Records shown Block Start

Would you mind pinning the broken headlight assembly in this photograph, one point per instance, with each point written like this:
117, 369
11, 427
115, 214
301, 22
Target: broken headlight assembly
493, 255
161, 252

Records shown Block End

All records above are to be returned exactly as given.

### Result below:
Would you mind pinning the broken headlight assembly in this photograph, one point per instance, with each point written like this:
117, 369
11, 427
115, 214
301, 22
Target: broken headlight assembly
493, 255
161, 252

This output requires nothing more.